──────── Recorded information ────────
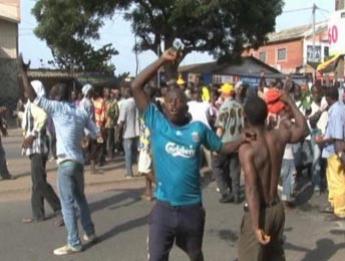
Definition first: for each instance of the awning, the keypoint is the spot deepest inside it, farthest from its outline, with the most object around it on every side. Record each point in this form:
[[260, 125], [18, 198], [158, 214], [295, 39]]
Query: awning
[[329, 65]]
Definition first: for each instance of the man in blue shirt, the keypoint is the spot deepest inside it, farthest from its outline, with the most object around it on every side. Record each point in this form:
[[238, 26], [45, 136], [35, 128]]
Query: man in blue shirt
[[333, 151], [178, 214], [69, 122]]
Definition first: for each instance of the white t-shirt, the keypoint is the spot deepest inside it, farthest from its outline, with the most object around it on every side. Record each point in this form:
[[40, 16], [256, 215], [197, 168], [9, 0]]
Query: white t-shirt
[[200, 111]]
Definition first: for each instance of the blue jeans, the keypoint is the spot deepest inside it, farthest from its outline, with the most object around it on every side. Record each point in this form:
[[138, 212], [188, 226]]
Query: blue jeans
[[71, 187], [131, 153]]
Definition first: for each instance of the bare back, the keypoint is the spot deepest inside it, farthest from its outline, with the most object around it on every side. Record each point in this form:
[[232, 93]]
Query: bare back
[[267, 150]]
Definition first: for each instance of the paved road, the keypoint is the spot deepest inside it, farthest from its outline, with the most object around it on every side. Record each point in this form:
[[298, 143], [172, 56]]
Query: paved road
[[121, 222]]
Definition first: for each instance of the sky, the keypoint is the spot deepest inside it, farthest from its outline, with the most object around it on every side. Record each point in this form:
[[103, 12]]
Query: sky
[[119, 33]]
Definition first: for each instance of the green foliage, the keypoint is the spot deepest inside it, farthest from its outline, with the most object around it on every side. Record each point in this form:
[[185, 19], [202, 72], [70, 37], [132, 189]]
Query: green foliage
[[68, 27], [219, 27]]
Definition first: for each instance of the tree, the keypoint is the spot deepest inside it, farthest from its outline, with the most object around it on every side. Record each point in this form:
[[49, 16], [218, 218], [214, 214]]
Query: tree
[[67, 27], [219, 27]]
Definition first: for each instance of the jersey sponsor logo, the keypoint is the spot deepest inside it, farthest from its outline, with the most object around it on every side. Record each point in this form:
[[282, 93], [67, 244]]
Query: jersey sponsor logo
[[179, 151], [196, 136], [179, 133]]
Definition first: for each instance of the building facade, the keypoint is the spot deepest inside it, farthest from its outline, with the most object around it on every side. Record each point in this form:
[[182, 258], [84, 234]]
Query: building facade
[[9, 20], [291, 50], [339, 5]]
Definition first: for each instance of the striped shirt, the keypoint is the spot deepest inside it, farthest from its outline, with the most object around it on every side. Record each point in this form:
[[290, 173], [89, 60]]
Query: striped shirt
[[34, 124]]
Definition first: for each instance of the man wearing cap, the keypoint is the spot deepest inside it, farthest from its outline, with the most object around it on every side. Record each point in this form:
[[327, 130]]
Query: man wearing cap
[[35, 146], [229, 125], [70, 122]]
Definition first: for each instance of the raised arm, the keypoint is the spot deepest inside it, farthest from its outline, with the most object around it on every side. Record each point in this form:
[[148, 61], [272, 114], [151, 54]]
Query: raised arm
[[137, 87], [298, 130], [27, 86], [246, 157]]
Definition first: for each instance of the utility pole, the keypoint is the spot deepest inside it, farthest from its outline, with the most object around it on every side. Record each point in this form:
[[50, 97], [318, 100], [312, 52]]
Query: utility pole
[[314, 53], [158, 72], [314, 11]]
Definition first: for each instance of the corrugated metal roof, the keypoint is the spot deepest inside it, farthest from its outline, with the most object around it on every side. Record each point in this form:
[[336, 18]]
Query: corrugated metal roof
[[248, 66], [297, 32]]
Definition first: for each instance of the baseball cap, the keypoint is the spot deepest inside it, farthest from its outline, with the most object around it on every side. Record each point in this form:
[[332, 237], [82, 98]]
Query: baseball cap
[[227, 88]]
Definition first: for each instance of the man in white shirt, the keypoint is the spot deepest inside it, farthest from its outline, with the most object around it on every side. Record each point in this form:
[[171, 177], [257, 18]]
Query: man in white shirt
[[201, 111]]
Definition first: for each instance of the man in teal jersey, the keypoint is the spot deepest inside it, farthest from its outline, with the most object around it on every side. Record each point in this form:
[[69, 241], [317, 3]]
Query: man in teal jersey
[[178, 214]]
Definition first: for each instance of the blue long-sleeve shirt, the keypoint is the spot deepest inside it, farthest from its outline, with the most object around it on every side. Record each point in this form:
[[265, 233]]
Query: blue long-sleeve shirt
[[69, 122]]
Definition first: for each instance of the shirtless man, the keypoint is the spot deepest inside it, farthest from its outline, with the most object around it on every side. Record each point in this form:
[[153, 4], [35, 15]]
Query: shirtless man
[[261, 159]]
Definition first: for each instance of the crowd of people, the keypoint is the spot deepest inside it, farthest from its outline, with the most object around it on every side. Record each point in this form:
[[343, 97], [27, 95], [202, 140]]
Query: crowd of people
[[276, 136]]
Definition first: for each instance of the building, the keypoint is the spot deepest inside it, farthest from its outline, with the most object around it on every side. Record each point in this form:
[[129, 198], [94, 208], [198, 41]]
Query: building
[[248, 70], [291, 50], [9, 20], [339, 5]]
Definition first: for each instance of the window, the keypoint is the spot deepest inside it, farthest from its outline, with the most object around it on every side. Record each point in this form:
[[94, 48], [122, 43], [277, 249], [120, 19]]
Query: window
[[262, 56], [281, 54]]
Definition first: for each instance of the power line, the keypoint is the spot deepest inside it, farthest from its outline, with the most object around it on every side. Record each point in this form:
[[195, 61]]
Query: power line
[[298, 10]]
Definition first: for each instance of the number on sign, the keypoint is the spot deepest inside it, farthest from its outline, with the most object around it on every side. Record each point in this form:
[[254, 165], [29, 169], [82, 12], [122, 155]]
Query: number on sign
[[333, 34]]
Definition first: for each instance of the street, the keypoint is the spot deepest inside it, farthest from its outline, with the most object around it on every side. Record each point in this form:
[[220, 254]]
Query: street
[[120, 217]]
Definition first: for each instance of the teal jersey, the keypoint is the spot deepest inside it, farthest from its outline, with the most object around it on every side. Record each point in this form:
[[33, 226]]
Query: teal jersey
[[176, 155]]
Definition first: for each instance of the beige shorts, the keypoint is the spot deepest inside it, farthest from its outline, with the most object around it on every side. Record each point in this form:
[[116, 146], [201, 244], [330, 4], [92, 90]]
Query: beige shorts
[[144, 162]]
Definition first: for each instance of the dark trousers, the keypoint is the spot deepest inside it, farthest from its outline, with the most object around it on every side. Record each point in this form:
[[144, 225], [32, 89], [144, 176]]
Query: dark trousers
[[227, 172], [3, 165], [41, 189], [272, 220], [52, 145], [183, 225]]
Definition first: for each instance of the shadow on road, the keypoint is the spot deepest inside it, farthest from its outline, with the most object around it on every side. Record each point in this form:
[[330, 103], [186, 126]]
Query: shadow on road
[[325, 249], [141, 221], [111, 202]]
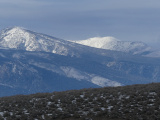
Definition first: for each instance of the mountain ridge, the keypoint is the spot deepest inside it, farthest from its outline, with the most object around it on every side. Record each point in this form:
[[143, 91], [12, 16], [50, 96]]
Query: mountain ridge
[[70, 66]]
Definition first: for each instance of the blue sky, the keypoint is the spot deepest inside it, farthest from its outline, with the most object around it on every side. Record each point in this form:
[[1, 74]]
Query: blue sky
[[126, 20]]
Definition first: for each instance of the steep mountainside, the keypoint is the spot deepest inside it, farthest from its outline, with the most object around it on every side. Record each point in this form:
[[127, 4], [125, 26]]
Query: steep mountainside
[[31, 62], [136, 102], [111, 43]]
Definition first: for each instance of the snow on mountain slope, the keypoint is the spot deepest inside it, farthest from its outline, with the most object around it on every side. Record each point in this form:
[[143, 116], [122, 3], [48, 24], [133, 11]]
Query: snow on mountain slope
[[112, 43], [20, 38]]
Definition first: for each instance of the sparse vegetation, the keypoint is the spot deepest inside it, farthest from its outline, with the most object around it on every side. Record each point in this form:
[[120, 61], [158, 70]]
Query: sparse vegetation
[[136, 102]]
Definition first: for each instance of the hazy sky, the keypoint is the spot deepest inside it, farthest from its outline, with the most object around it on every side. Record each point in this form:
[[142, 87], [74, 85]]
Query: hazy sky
[[128, 20]]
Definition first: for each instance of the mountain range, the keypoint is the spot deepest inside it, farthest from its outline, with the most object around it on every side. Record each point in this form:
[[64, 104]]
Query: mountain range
[[32, 62]]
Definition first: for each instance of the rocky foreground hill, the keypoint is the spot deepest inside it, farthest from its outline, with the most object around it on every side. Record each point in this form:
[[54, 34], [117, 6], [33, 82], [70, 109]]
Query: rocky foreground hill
[[136, 102]]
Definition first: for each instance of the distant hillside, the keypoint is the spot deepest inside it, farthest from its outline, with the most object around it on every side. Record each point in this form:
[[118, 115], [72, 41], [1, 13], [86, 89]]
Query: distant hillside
[[136, 102]]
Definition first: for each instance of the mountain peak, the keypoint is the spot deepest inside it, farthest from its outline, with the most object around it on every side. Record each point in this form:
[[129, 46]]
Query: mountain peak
[[23, 39]]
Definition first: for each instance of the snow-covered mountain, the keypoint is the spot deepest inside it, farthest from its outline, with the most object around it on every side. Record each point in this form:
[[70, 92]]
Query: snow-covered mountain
[[23, 39], [31, 62], [111, 43]]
────────
# Exercise description
Copy out, without any change, the lines above from the one containing "Definition first: for each instance of the raised" through the one containing "[[314, 53], [158, 72], [314, 11]]".

# Final result
Definition first: for each instance of the raised arm, the keypoint is the spot deepest inside it, farthest from its outline, with the most object around it on every side. Record each point in this form:
[[148, 61], [272, 114], [151, 54]]
Query: raised arm
[[137, 87], [298, 130], [27, 86], [246, 157]]
Definition first: for each instance of the utility pole, the keypoint is the spot deepest inside it, farthest from its outline, with the most object around it on every side. Record each point in this form:
[[50, 97], [318, 100], [312, 52]]
Query: utility pole
[[314, 53], [158, 72], [314, 11]]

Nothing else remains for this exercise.